With this harrowing introduction, we’re shot back to 2000—the bar tv cleverly plays ads and programs during scene changes, placing us not only in the right year, but in the specific month, the specific climate, using footage of movie trailers, commercials, and news coverage (specifically coverage of the 2000 presidential debates and election). Similarly, the jukebox plays the music of the day to lead us into each scene—in an absolutely DOPE playlist, which I would love a Spotify link to if it exists. The set is meticulous and magnificent, a perfectly homey dive bar in middle America in Y2K, right down to the vinyl booth and the Zima cut out on the wall. 

And it all made me think about how little these students must know about this era, how this is in every sense a “period piece” to them. But that’s not true, really. These students live and work and play and study in Indiana, right next to Kentucky, and they know what happens when economic distress falls on communities already struggling with feeling left behind. They’ve gone to school and grown up in the midst of a pandemic, and they know what it means to try to do what’s right when your leaders and politicians seem to have abandoned you.

**Input data**
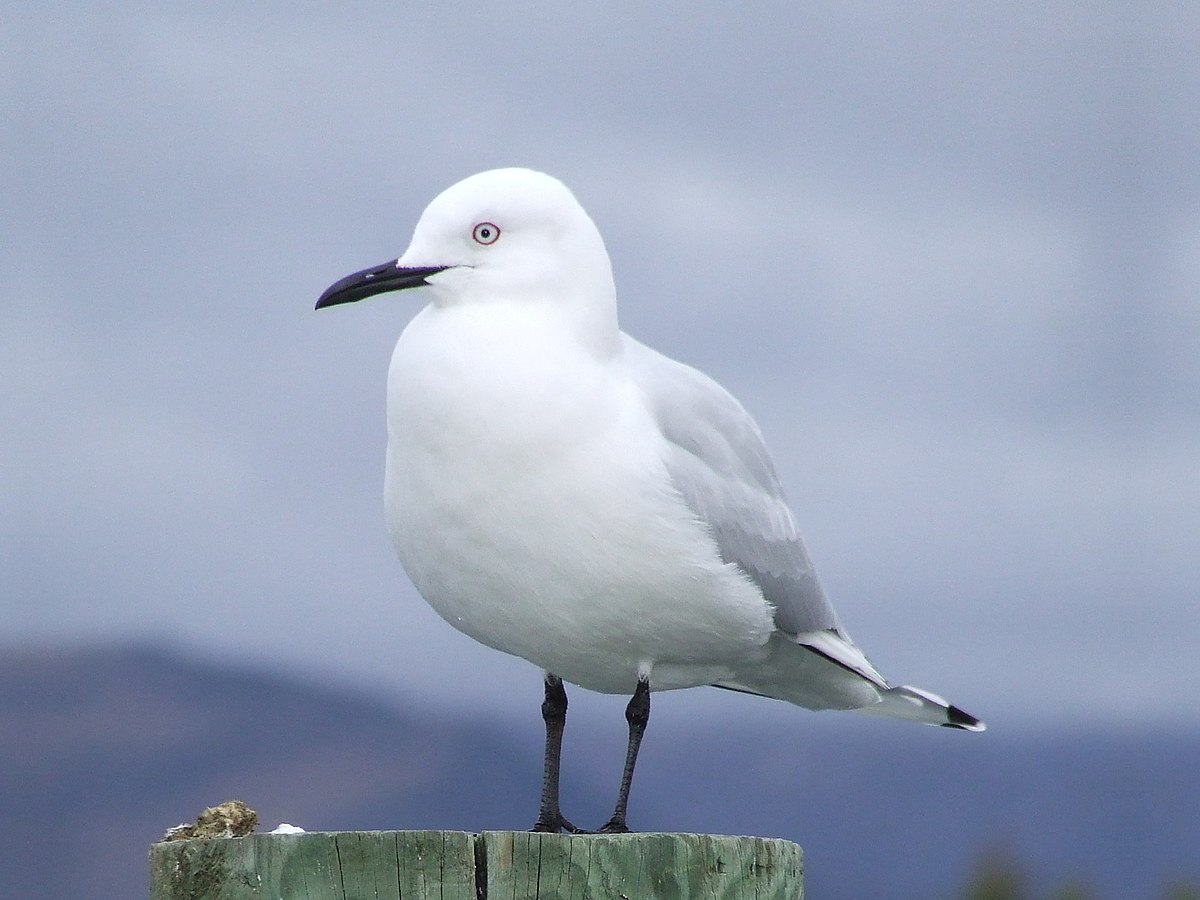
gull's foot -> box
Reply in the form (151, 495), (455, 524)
(529, 812), (587, 834)
(596, 818), (632, 834)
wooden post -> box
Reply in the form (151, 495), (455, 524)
(150, 832), (804, 900)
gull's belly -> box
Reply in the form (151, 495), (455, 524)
(385, 314), (773, 692)
(388, 441), (772, 692)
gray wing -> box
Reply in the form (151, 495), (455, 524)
(626, 338), (841, 635)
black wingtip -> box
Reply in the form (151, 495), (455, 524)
(942, 703), (988, 731)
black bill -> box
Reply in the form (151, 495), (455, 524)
(317, 260), (449, 310)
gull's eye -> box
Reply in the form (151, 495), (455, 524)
(470, 222), (500, 247)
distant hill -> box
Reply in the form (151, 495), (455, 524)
(0, 648), (1200, 900)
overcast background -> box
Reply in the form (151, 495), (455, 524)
(0, 2), (1200, 737)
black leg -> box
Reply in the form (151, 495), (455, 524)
(599, 679), (650, 834)
(532, 672), (580, 834)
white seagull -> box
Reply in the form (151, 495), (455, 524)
(317, 168), (984, 833)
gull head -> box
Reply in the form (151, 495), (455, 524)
(317, 168), (616, 325)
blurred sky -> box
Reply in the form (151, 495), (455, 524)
(0, 2), (1200, 726)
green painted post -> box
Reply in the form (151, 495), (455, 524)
(150, 832), (804, 900)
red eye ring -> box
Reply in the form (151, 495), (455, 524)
(470, 222), (500, 247)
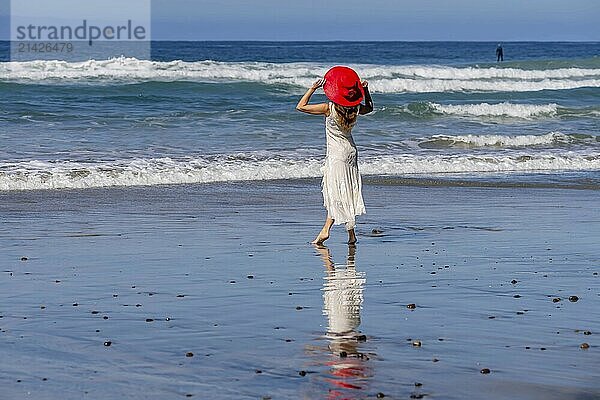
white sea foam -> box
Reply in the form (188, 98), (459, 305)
(0, 57), (600, 93)
(0, 152), (600, 191)
(421, 132), (573, 148)
(429, 102), (558, 119)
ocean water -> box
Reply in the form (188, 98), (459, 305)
(0, 42), (600, 191)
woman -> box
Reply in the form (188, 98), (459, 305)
(296, 66), (373, 244)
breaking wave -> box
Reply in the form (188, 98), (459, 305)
(0, 152), (600, 191)
(0, 57), (600, 93)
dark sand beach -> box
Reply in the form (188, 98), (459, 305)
(0, 179), (600, 400)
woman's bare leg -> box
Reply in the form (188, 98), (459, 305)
(348, 228), (356, 244)
(311, 217), (333, 244)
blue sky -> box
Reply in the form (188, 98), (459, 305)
(0, 0), (600, 42)
(152, 0), (600, 41)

**Work instruction A**
Answer each question about the play review, one line per question:
(i) What does the bar TV play during scene changes?
(ii) What is cut out on the wall of the set?
(iii) In which state do the students live, study and play?
**Work instruction B**
Extend the play review with one more paragraph that picks up after its last sentence.
The material has nothing to do with what you're asked to do here.

**Exercise output A**
(i) Ads and programs, using footage of movie trailers, commercials and news coverage, specifically of the 2000 presidential debates and election.
(ii) Zima.
(iii) Indiana.

**Exercise output B**
This is a heavy show, but they never falter under the weight of it. Each of them gives a broad and fearless performance, which I am sure is the work of a director who has never given less than his boldest and best performance onstage. It would be easy for a bunch of young people, most of whom are playing adults 50-70 years old, who have lived hard, gritty lives, to play them as caricatures of grown ups, but that never happens. 

Branden Gliebe, who plays the warm-but-stoic bar manager, Stan, could easily slip into a grumpy old man, but his gentle gruffness is the perfect foil to the larger than life characters so at home in his bar. Tabby Jackson brings a manic anxiety to Tracey, and we watch the passion and joy that shape her at the beginning warp into tragedy indicative of so many like her who got left behind and run over by a post-industrial America.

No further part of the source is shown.